> Exercise requirements: Up to and including the line with "chair armrest, each", reproduce the listing below exactly, beginning at its first line.

──────── Material provided ────────

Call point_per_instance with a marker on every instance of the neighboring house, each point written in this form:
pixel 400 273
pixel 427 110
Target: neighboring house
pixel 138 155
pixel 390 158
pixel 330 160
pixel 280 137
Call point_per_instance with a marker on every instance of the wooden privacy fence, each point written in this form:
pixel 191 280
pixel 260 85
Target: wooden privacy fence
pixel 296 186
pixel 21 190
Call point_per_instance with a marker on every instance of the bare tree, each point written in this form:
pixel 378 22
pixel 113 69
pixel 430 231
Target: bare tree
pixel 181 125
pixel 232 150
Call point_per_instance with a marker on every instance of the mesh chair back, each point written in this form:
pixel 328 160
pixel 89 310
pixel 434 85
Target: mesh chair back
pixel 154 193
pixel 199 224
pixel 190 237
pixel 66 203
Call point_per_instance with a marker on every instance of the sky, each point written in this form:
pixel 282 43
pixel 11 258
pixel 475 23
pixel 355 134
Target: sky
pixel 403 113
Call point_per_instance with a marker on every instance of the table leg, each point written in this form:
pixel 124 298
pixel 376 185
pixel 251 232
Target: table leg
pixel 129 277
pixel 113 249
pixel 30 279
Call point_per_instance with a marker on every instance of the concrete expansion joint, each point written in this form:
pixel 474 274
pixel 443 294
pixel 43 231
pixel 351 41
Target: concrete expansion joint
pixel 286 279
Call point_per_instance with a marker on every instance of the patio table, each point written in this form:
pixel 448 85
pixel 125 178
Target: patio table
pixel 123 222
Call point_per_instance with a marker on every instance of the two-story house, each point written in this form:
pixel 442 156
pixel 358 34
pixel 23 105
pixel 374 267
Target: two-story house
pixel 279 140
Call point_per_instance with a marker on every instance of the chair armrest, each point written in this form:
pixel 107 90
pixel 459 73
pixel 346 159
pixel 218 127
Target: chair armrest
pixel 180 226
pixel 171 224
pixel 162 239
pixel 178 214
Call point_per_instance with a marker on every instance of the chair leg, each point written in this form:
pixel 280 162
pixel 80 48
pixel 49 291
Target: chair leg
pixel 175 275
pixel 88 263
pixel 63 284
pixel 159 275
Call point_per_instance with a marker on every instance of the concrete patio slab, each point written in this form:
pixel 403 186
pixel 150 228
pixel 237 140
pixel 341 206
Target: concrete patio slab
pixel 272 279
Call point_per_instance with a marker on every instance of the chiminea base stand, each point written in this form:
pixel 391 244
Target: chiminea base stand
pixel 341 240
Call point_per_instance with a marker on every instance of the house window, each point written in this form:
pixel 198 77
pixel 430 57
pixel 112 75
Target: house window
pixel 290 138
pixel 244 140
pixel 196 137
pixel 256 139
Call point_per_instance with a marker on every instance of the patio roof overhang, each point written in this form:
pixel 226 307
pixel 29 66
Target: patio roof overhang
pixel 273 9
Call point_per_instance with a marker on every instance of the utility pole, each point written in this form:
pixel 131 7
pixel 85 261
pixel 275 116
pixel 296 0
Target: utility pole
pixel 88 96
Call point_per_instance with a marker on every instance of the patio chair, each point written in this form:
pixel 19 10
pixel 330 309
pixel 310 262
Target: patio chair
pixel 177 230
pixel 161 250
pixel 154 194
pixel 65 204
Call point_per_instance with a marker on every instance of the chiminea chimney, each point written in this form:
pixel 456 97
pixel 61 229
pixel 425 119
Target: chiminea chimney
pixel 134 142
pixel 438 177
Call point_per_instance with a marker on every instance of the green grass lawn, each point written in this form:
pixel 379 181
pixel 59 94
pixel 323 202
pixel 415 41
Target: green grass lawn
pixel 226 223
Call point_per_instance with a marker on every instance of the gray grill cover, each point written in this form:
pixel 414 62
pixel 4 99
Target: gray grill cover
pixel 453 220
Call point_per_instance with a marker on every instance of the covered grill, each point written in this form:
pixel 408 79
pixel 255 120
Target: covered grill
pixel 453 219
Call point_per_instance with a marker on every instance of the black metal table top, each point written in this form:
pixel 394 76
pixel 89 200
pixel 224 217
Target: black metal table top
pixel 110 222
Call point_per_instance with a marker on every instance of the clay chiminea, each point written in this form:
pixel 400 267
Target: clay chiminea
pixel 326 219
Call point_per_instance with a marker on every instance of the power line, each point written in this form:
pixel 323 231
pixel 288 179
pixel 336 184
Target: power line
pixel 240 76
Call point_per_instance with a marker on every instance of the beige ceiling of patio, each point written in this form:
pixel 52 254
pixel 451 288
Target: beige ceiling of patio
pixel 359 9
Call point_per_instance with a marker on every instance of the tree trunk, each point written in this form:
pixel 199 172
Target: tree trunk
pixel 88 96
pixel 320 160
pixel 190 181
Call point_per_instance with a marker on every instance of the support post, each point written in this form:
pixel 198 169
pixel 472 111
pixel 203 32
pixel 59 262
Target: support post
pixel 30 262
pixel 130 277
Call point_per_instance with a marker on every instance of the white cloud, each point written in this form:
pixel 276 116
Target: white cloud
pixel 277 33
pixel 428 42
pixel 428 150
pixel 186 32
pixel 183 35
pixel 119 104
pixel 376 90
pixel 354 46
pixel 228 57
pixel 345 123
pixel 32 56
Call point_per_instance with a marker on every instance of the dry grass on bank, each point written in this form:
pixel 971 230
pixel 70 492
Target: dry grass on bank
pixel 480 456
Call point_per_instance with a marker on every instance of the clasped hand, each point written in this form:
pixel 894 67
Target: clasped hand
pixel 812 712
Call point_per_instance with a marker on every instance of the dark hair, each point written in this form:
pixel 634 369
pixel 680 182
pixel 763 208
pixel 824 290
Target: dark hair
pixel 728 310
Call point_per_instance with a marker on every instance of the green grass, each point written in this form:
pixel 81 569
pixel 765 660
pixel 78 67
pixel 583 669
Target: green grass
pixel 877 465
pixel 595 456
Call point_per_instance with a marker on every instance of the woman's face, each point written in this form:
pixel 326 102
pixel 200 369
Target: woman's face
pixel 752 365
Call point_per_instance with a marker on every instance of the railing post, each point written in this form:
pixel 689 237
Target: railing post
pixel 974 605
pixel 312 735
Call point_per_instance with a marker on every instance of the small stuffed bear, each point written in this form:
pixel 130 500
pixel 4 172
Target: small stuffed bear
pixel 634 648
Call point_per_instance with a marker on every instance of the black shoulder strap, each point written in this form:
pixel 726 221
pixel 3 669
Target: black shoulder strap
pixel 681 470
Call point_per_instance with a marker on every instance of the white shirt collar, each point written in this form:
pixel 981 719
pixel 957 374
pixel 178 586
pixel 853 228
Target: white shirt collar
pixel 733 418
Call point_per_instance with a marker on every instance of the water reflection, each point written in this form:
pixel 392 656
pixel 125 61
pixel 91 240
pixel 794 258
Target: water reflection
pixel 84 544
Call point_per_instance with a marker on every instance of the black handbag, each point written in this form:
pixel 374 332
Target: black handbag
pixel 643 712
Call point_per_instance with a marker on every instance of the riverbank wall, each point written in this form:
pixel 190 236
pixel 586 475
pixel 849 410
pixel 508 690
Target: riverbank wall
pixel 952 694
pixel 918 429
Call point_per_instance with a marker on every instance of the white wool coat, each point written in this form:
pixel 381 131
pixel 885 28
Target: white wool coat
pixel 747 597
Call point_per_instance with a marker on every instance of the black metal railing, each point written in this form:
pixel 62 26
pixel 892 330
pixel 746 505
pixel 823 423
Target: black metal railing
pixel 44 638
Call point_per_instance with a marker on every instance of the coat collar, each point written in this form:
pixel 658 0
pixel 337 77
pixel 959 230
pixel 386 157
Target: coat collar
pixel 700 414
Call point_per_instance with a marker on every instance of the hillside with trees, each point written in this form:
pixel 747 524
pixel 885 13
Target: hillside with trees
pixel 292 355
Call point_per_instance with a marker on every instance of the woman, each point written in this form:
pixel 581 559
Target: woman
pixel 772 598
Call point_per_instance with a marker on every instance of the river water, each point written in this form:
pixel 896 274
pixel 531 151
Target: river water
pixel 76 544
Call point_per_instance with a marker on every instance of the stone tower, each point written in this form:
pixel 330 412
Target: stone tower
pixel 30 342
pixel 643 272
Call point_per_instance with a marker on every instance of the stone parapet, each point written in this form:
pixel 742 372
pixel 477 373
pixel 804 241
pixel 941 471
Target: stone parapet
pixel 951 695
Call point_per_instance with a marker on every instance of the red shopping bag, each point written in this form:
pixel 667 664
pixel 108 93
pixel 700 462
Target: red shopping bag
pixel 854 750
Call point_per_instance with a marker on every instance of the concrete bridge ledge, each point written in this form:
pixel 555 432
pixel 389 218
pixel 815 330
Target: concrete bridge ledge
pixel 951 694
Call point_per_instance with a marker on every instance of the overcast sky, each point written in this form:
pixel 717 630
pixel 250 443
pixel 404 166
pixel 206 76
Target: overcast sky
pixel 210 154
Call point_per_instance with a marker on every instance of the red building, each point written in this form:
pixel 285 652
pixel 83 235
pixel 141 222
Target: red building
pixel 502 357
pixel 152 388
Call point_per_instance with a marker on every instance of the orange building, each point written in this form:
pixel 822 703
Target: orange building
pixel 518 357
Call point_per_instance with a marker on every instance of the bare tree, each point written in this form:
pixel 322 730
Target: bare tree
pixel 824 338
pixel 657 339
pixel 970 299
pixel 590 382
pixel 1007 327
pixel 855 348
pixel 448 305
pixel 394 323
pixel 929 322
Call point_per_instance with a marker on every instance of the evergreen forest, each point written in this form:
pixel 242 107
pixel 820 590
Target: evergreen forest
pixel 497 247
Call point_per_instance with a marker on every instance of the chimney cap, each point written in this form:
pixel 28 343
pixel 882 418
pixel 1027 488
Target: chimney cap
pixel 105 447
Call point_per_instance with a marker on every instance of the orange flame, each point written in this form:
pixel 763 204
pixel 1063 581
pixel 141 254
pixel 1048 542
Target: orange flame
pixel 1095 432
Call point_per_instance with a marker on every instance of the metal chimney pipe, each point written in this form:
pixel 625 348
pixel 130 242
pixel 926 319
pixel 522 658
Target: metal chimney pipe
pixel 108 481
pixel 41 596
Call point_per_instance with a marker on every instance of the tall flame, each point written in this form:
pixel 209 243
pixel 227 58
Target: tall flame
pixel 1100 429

────────

> Reply:
Call point_per_instance with a marker on every instance of the neighboring house, each point written in this form:
pixel 400 273
pixel 427 110
Target: neighboring house
pixel 138 155
pixel 390 158
pixel 330 160
pixel 280 137
Call point_per_instance with a marker on every instance of the wooden privacy fence, each point written in this form:
pixel 191 280
pixel 260 85
Target: wooden privacy fence
pixel 296 186
pixel 21 190
Call point_per_instance with a marker on every instance of the bare tree, each point written in this form:
pixel 378 22
pixel 113 69
pixel 430 231
Target: bare tree
pixel 181 125
pixel 232 150
Call point_per_instance with a marker on every instance of the mesh chair back, each point written in this form:
pixel 328 160
pixel 89 310
pixel 434 85
Target: mesh chair back
pixel 154 193
pixel 199 224
pixel 190 237
pixel 66 203
Call point_per_instance with a marker on every instance of the sky, each point written in this form:
pixel 282 43
pixel 11 258
pixel 475 23
pixel 355 134
Target: sky
pixel 403 113
Call point_per_instance with a marker on every instance of the table leg, each point written in this form:
pixel 124 298
pixel 376 185
pixel 251 232
Target: table leg
pixel 129 277
pixel 113 249
pixel 30 279
Call point_per_instance with a marker on every instance of the concrete expansion joint, each point written in this form:
pixel 474 274
pixel 443 294
pixel 43 231
pixel 351 41
Target: concrete expansion joint
pixel 286 279
Call point_per_instance with a marker on every instance of the patio table, each point written in this form:
pixel 448 85
pixel 125 178
Target: patio table
pixel 123 222
Call point_per_instance with a marker on every instance of the two-story house, each point written in this form:
pixel 442 156
pixel 358 34
pixel 23 105
pixel 374 267
Target: two-story house
pixel 279 140
Call point_per_instance with a marker on every instance of the chair armrest, each point written in this form:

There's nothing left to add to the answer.